Review: 'Total Recall' forgettable
Remake repetitive, doesn't break new ground
The 1990s Paul Verhoeven film "Total Recall" was uniquely different. It was sci-fi to the limit -- mutants that grew out of people's torsos, a frantic Arnold Schwarzenegger stuck on the Red Planet, and crazy Martian people that kept the action going.
The latest "Total Recall," starring Colin Farrell, has little in common with that movie. Once again, the main character is Douglas Quaid, a guy whose recurring nightmares and disenchantment have him ending up in the hot seat of a place called Rekall, a company that implants artificial memories into willing clients' brains to spice up their lives a little. In both films, this scenario sends both Quaids on a trip they'd rather forget.

WORK TASK 1
In the Total Recall review, which actor stars in the latest "Total Recall"?
WORK TASK 2
Do these statements agree with the Total Recall review? Answer yes or no for each, quoting the words that decide it. (a) The 1990s "Total Recall" was a Paul Verhoeven film. (b) The main character in the latest film has a different name from the one in the earlier film. (c) Rekall is a company that implants artificial memories into clients' brains.
WORK TASK 3
Reproduce word for word the part of the Total Recall review starting at "Review: 'Total Recall'" and ending at "the action going.".
The items that come next play no part in the work on the Total Recall review.

ENTRIES SHOWN
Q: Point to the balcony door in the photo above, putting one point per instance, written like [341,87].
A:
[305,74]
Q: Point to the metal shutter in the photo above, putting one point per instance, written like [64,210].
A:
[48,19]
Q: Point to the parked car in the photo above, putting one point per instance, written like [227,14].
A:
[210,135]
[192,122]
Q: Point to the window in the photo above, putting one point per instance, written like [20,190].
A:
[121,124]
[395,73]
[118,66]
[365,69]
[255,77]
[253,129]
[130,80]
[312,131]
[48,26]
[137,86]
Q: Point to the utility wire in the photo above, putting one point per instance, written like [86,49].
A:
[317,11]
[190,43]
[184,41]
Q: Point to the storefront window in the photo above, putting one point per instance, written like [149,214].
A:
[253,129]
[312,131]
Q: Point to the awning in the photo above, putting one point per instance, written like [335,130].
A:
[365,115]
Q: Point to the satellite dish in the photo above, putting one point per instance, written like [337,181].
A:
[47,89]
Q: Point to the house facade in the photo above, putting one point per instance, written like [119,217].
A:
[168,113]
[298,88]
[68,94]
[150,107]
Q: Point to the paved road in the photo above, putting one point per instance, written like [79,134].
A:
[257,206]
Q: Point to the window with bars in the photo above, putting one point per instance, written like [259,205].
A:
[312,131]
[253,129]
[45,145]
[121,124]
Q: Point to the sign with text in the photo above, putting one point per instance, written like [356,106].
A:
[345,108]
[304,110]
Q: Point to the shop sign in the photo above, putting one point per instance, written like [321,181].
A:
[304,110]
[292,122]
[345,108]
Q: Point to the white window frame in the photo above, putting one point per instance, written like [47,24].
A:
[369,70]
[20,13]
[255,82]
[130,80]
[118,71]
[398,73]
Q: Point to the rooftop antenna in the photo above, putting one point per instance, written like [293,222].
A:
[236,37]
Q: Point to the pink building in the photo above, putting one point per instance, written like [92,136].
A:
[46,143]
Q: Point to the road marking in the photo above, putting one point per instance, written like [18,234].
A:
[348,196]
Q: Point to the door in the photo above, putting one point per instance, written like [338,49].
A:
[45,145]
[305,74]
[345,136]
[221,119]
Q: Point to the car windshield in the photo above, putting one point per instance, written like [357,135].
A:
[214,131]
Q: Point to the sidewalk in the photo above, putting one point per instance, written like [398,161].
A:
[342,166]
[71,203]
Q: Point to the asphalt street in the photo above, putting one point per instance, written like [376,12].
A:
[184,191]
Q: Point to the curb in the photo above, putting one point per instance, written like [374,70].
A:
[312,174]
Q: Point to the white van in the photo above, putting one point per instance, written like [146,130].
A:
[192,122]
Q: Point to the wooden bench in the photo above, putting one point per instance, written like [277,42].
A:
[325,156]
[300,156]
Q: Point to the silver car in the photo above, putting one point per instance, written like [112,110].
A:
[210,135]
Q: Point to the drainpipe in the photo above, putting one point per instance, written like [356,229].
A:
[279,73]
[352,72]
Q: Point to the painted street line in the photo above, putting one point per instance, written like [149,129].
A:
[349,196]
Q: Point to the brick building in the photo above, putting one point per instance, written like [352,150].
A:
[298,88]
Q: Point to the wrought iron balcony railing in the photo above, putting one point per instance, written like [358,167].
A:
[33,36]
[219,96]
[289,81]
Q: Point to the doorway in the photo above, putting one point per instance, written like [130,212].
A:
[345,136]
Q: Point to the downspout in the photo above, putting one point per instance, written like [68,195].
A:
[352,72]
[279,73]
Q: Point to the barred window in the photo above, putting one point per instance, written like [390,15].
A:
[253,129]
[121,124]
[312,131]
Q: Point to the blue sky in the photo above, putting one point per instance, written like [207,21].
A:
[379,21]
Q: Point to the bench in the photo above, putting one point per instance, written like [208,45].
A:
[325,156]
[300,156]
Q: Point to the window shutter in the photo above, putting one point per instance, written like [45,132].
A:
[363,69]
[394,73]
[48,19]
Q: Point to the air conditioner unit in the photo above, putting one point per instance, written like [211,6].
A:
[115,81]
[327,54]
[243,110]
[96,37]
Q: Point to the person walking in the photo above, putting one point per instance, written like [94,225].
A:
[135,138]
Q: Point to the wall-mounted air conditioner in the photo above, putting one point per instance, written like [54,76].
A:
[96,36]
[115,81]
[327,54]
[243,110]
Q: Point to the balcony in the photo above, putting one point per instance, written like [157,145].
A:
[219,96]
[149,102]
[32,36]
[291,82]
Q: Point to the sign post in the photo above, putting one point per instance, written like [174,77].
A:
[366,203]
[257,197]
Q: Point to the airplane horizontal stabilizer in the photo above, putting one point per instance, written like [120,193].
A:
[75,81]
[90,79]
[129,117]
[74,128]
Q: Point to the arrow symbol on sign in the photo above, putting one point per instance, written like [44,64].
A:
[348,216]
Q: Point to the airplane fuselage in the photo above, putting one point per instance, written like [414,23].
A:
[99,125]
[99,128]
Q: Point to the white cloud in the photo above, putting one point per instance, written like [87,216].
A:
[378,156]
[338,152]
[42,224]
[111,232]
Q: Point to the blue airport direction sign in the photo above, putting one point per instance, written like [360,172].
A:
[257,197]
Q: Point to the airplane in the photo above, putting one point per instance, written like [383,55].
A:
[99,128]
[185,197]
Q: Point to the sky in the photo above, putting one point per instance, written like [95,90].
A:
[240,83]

==

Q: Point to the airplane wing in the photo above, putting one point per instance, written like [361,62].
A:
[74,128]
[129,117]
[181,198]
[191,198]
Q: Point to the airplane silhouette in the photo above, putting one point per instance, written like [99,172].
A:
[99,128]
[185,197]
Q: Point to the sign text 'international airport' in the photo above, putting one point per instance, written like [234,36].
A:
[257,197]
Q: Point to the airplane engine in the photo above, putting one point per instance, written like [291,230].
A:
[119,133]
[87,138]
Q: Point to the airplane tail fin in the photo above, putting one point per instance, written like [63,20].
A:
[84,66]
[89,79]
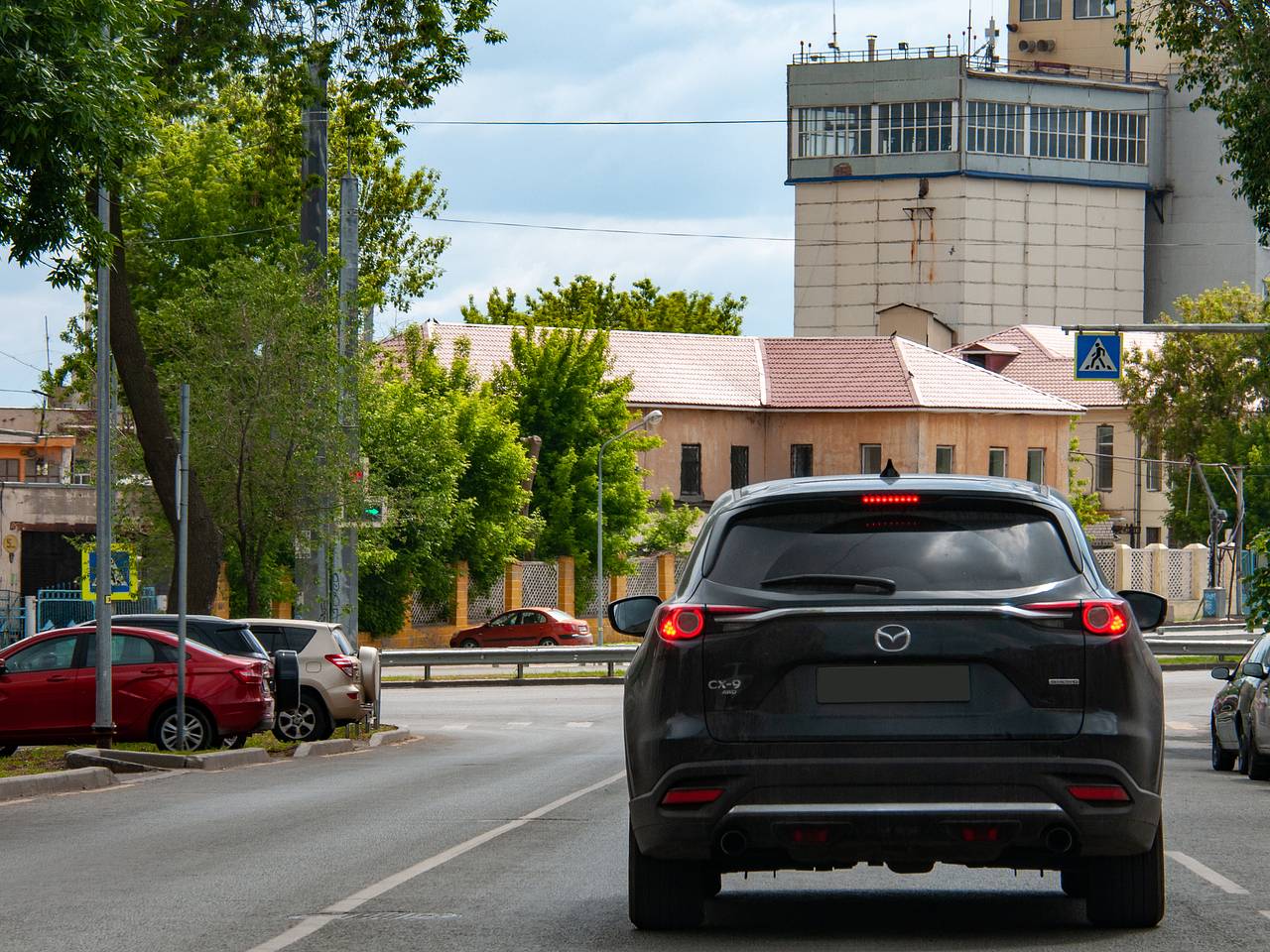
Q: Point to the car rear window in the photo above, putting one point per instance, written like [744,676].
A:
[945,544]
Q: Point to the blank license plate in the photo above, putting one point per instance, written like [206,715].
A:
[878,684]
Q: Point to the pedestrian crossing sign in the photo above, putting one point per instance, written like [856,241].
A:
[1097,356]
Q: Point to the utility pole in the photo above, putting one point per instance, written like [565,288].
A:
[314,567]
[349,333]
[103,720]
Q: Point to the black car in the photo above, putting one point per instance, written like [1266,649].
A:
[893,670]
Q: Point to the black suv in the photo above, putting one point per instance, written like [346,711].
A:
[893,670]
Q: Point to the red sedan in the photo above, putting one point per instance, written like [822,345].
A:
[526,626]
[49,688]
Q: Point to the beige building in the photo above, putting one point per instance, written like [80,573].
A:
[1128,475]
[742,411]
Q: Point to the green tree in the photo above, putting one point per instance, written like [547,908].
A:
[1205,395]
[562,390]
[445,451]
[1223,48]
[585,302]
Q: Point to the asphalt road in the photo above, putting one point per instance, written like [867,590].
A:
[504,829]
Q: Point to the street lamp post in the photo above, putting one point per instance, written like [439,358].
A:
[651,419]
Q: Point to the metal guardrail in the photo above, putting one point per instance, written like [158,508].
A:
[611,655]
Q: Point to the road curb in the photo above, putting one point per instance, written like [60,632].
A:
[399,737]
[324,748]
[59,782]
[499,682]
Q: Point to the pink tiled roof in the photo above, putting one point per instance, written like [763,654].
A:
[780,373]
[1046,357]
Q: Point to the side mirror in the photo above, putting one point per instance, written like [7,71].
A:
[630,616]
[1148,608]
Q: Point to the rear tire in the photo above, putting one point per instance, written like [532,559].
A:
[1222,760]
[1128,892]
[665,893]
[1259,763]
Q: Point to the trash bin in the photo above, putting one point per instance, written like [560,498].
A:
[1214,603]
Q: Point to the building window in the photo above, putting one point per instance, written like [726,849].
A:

RESPONSE 1
Colin Farrell.

RESPONSE 2
(a) Yes: "The 1990s Paul Verhoeven film "Total Recall" was uniquely different."
(b) No: "Once again, the main character is Douglas Quaid"
(c) Yes: "a company that implants artificial memories into willing clients' brains"

RESPONSE 3
Review: 'Total Recall' forgettable
Remake repetitive, doesn't break new ground
The 1990s Paul Verhoeven film "Total Recall" was uniquely different. It was sci-fi to the limit -- mutants that grew out of people's torsos, a frantic Arnold Schwarzenegger stuck on the Red Planet, and crazy Martian people that kept the action going.